_AIM OF THE EXERCISE_:
Every record should be written out exactly, please.

_GIVEN ENTRIES_:
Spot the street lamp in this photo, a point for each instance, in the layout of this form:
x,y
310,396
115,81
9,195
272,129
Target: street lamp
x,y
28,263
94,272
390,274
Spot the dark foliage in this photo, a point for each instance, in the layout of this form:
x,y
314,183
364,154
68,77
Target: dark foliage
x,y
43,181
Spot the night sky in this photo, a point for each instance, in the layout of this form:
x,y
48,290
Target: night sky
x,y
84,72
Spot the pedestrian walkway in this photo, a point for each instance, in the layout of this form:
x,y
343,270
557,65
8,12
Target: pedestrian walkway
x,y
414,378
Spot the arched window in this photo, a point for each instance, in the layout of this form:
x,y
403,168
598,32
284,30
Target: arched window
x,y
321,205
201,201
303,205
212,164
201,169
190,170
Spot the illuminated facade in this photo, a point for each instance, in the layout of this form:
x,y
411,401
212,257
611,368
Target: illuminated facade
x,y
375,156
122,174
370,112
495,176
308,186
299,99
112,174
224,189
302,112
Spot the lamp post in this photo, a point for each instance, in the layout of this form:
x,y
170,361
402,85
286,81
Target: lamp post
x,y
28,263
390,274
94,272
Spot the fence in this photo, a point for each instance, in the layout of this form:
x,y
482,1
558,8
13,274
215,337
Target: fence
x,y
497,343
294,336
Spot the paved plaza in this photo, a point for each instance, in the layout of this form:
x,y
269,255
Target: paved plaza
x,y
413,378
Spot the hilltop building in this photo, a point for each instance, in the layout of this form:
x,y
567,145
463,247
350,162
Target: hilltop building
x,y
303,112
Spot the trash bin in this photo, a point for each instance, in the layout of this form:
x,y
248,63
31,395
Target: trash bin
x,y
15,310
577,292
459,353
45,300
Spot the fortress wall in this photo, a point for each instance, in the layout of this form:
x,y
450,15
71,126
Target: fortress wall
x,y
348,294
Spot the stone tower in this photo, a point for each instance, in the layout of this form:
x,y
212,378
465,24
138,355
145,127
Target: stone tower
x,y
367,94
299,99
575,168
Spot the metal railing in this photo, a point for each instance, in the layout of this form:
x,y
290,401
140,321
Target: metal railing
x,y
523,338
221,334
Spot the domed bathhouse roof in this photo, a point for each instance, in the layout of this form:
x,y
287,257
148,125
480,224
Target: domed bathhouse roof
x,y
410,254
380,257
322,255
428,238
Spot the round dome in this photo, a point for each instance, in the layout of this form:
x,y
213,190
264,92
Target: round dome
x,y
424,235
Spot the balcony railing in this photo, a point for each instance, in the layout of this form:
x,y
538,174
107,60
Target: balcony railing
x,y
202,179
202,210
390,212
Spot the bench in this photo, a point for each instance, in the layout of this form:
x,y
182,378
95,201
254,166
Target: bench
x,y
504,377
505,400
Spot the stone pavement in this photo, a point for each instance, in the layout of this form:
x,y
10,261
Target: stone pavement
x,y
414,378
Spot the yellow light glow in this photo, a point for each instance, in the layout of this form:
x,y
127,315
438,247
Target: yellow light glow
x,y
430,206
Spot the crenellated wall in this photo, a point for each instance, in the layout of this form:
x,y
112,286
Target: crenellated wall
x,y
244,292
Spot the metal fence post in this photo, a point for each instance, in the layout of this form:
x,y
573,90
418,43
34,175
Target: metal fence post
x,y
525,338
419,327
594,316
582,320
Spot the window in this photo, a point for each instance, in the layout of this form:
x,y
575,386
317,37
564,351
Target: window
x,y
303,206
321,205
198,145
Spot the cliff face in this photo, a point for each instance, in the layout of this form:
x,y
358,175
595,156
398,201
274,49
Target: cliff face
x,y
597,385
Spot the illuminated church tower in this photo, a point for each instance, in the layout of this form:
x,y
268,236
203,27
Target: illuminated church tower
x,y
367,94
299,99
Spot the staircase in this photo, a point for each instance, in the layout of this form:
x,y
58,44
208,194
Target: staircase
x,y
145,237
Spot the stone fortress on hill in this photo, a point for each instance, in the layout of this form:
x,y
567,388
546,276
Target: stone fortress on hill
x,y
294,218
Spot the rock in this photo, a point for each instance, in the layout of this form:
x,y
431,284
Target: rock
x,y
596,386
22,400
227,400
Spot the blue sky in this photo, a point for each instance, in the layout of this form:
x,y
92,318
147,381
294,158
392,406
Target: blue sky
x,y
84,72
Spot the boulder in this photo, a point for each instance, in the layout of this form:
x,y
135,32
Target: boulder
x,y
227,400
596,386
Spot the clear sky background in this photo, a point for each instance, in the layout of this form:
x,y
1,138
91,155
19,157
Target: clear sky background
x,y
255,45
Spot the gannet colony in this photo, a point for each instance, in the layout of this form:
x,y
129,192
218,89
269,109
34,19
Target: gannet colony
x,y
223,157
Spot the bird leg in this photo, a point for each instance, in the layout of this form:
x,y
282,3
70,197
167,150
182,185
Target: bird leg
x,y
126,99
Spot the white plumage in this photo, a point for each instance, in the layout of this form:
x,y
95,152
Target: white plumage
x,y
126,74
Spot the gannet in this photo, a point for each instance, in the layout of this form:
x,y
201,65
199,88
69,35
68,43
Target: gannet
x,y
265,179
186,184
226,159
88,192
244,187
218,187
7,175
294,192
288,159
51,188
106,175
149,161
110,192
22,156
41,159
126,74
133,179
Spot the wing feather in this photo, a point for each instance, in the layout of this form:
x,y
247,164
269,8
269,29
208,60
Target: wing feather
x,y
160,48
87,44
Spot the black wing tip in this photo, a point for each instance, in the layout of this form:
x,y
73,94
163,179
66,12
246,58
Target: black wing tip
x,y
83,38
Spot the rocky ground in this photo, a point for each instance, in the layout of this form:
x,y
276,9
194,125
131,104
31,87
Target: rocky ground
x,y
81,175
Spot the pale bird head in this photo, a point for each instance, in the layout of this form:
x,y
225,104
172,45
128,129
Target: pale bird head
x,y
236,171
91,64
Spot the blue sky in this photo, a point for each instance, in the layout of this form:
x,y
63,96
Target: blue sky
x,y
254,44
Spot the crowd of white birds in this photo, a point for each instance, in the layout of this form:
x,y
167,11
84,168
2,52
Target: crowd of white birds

_ANSWER BOX_:
Spot the street lamp in this photo, a point for each instance, in the layout of this form:
x,y
310,396
115,81
9,195
272,129
Target: street lamp
x,y
28,263
94,272
390,274
Spot the dark foliage in this photo, a point for each instance, in the layout of this form:
x,y
314,183
364,154
68,77
Target: dark foliage
x,y
43,181
Spot the night sky in this photo, a point for each instance, in the layout of this form:
x,y
48,290
Target: night sky
x,y
84,72
Spot the pedestrian walkway in this photo, a point for each instance, in the layout of this form:
x,y
343,270
557,65
8,12
Target: pedestrian walkway
x,y
414,378
Spot the arched window in this photo, a point for each instance, in the layout of this form:
x,y
403,168
598,32
284,30
Target: arched window
x,y
321,205
201,201
303,205
212,164
201,169
190,170
Spot the illuminated facade in this photo, a point for each instance, in the layout of this form:
x,y
411,401
212,257
611,368
Target: illuminated facade
x,y
375,156
122,174
370,112
495,176
308,186
299,99
112,174
224,189
302,112
Spot the lamp post in this photo, a point for each instance, in the layout of this form:
x,y
170,361
402,85
286,81
Target: lamp post
x,y
28,263
390,274
94,272
Spot the fence in this photo, a point for each instance, in the layout of this form:
x,y
482,1
558,8
13,274
215,337
Target: fence
x,y
497,343
294,336
Spot the paved plaza in this photo, a point for each instance, in the layout of this form:
x,y
269,255
Target: paved plaza
x,y
413,378
Spot the hilltop building in this photo, a point for each instance, in the layout of this form:
x,y
567,145
463,247
350,162
Target: hilltop building
x,y
303,112
Spot the trash bin in this photo, a point for each instance, in the layout of this form:
x,y
248,63
31,395
Target: trash bin
x,y
15,310
577,292
459,353
45,300
Spot the fortress wall in this photo, a point for each instance, in the layout of this form:
x,y
450,15
71,126
Target: fortress wall
x,y
348,294
Spot the stone tower in this photo, a point for each instance, in the layout of this form:
x,y
212,378
465,24
138,355
145,127
Target: stone tower
x,y
367,94
299,99
575,168
Spot the metal railing in this photo, a point for each instance, in the layout of this form:
x,y
290,401
140,321
Target: metal railing
x,y
523,338
221,334
Spot the domed bathhouse roof in this photo, a point for each instance, in the layout of this form:
x,y
287,257
148,125
480,224
Target: domed bathhouse roof
x,y
410,254
380,257
322,255
428,238
Spot the round dome in this photo, a point for each instance, in the layout of this form:
x,y
213,190
264,92
Target: round dome
x,y
424,235
Spot the balcony railing in this photo, a point for each instance, in the layout of this form:
x,y
538,174
107,60
Target: balcony railing
x,y
202,179
202,210
390,212
Spot the bench in this photo, a point for each instance, in the layout of this form:
x,y
182,378
95,201
254,166
Target: bench
x,y
504,377
505,400
Spot the stone pavement in this photo, a point for each instance, in the layout of this form:
x,y
10,261
Target: stone pavement
x,y
414,378
Spot the yellow light glow in this photo, a point for each instance, in the layout of this form:
x,y
127,315
438,247
Target: yellow light glow
x,y
430,206
Spot the crenellated wall in this photo, a point for each instance, in the layout of this form:
x,y
112,286
Target: crenellated wall
x,y
244,292
Spot the metal fence post in this photo, a point for each instance, in the layout of this form:
x,y
573,90
418,43
34,175
Target: metal fence post
x,y
525,338
419,327
594,316
582,320
Spot the window in this photo, a point for each instance, in the layout of this form:
x,y
575,386
317,37
564,351
Target: window
x,y
303,206
321,205
198,145
Spot the cliff face in this photo, a point for each instance, in the layout of this form:
x,y
358,175
595,156
398,201
274,49
Target: cliff face
x,y
597,385
Spot the illuminated church tower in this photo, a point for each instance, in the layout of this form:
x,y
268,236
203,27
Target: illuminated church tower
x,y
367,94
299,99
Spot the staircase in this photo, a point for each instance, in the layout of this form:
x,y
58,44
208,194
Target: staircase
x,y
145,237
Spot the stone fortress on hill in this photo, a point for each instance, in the layout of this form:
x,y
567,388
546,276
Target: stone fortress on hill
x,y
294,218
Spot the rock in this photo, a point for each instance, in the layout of this form:
x,y
431,284
Target: rock
x,y
596,386
22,400
227,400
Spot the blue sky in this photo, a point for each instance, in the layout of this form:
x,y
92,318
147,381
294,158
392,406
Target: blue sky
x,y
84,72
Spot the boulder in this photo, a point for each instance, in the layout of this form:
x,y
135,32
Target: boulder
x,y
227,400
596,386
Spot the clear sky background in this photo, a point for each instance, in the layout of this form:
x,y
1,138
91,155
19,157
Target: clear sky background
x,y
255,45
Spot the gannet colony in this photo, a point for each instance, in the layout of this form:
x,y
129,192
218,89
269,109
34,19
Target: gannet colony
x,y
223,157
Spot the bird leg in this photo, a point for each instance, in the layout of this form:
x,y
282,3
70,197
167,150
182,185
Target: bird leg
x,y
126,99
Spot the white plumage in this photo, a point for each instance, in the layout of this form:
x,y
95,152
Target: white plumage
x,y
126,74
Spot the gannet in this photo, a point for each instance, in the layout of this form:
x,y
201,65
199,88
69,35
68,43
Target: gannet
x,y
265,179
186,184
226,159
88,192
244,187
218,187
7,175
294,192
288,159
51,188
106,175
149,161
110,192
22,156
41,159
126,74
133,179
Spot the wing feather in this photo, a point for each instance, in the layout of this form:
x,y
247,164
269,8
269,29
208,60
Target: wing feather
x,y
160,48
87,44
Spot the black wing tip in this photo, a point for each instance, in the layout of this form:
x,y
73,94
163,179
66,12
246,58
Target: black wing tip
x,y
83,38
Spot the rocky ground in this photo, a point for each instance, in the layout of this form:
x,y
276,9
194,125
131,104
31,87
Target: rocky ground
x,y
81,175
Spot the pale bird head in this photo, a point for each instance, in the layout of this form:
x,y
225,104
172,45
128,129
Target: pale bird head
x,y
236,171
91,64
Spot the blue sky in this photo, a point for each instance, in the layout of this form:
x,y
63,96
Target: blue sky
x,y
254,44
Spot the crowd of white birds in this photo, a point for each instance, in the layout of this form:
x,y
167,11
84,168
2,52
Target: crowd of white birds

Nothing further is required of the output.